■ Texto extraído:

O universalismo também ganhou uma fortíssima expressão com os pictogramas desenhados para Tokyo 1964 por Yamashita Yoshirô na equipe de Katsumi Masaru. A influência dessa abordagem sistêmica do design chegou ao conhecimento de Otl Aicher, um dos fundadores da HfD Ulm que desenvolveu, por sua vez, o programa de design de Munique 1972. Em comum, os designs de Tokyo e de Munique tinham como ambição a de superar barreiras de nação e raça, direcionando-se, assim, para uma “aldeia global” que seria capaz de compreendê-las e a expressão dessa ambição se dava por meio de uma abordagem sistêmica. A “imagem total” que dela emergia era, para os designers com ela comprometidos, a afirmação de democracia, isto é, um sistema imagético aberto à participação e de livre recepção do público e não uma imposição totalitária de uma imagem.

Ora, essa crença foi, aos poucos, se desfazendo pelas próprias contradições. Em parte porque seus ideais humanistas foram abalados pelo intenso uso da abordagem sistêmica pelas grandes corporações e seus interesses econômicos. E, por outro lado, pela percepção de que a própria ideia de universalismo e, em particular, a de um “homem universal” é eurocêntrica e etnocêntrica. Ela é, portanto, excludente. Se o encontro de Katsumi e Aicher no World Design Conference de 1960 gerou alguns dos frutos mais maduros do design moderno, em 1972 ele já dava sinais de esgotamento. Com efeito, neste mesmo ano, o programa de design dos Jogos de Inverno de Sapporo, sempre supervisionado por Katsumi, incorporava elementos não-modernos, pré-modernos e autóctones. Esse percurso de Jilly por entre os programas de design dos jogos olímpicos nos ajudam a perceber o quanto a linguagem modernista foi tensionada por linhas de conflitos temporais (entre a tradição e a modernidade) e de conflitos espaciais (entre o local e o global) num determinado contexto histórico e geográfico. A maestria do design de Tokyo 1964 foi sua capacidade de conciliá-los em uma forma que soube expressar os ideais do universalismo tão necessários àquele momento do pós-guerra sem deixar de expressar a cultura local.

■ Objetivo:
Responda às perguntas abaixo com base no texto sobre o design dos Jogos Olímpicos.
(a) Quem desenhou os pictogramas de Tokyo 1964 e em qual equipe?
(b) Qual programa de design foi desenvolvido por Otl Aicher?
(c) Qual programa de design incorporou elementos não-modernos, pré-modernos e autóctones em 1972?
Os registros não são necessários aqui.

■ Informações extraídas:
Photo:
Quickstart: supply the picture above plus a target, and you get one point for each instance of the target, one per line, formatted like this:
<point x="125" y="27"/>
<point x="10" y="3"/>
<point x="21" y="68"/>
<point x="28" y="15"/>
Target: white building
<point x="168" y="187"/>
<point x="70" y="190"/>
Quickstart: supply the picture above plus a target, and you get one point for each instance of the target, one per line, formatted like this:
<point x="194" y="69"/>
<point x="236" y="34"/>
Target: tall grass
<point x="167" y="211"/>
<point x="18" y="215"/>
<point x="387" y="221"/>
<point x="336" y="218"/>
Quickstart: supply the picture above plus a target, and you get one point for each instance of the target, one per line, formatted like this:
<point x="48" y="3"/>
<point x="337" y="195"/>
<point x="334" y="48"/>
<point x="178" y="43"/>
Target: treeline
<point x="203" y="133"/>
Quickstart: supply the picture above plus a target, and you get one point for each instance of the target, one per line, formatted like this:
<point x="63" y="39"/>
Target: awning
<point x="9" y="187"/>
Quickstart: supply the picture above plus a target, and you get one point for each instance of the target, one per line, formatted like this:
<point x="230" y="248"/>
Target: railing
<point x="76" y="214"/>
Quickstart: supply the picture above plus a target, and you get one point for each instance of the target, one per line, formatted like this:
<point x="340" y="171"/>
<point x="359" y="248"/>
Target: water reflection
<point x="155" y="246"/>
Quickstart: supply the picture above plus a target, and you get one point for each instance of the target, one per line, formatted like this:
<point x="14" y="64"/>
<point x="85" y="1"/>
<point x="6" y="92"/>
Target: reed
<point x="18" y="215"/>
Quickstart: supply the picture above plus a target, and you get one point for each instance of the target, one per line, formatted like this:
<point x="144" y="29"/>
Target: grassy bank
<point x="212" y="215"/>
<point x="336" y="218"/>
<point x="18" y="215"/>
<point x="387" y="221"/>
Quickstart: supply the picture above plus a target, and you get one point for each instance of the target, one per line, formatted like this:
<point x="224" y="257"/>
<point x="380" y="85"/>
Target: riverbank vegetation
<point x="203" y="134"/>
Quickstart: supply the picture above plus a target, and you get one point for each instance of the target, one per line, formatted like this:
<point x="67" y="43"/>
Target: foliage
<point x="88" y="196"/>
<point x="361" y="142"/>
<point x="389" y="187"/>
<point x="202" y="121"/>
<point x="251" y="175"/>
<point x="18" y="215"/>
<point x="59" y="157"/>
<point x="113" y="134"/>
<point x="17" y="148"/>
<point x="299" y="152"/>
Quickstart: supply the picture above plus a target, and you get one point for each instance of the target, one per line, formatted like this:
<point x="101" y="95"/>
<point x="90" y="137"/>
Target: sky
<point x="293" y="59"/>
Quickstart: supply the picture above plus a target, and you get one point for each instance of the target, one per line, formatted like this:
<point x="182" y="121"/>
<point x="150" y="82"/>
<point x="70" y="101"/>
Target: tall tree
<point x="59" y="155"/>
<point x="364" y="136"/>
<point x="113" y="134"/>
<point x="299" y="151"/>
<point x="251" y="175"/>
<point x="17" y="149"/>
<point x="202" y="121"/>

■ Resposta:
(a) Yamashita Yoshirô, na equipe de Katsumi Masaru.
(b) O programa de design de Munique 1972.
(c) O programa de design dos Jogos de Inverno de Sapporo.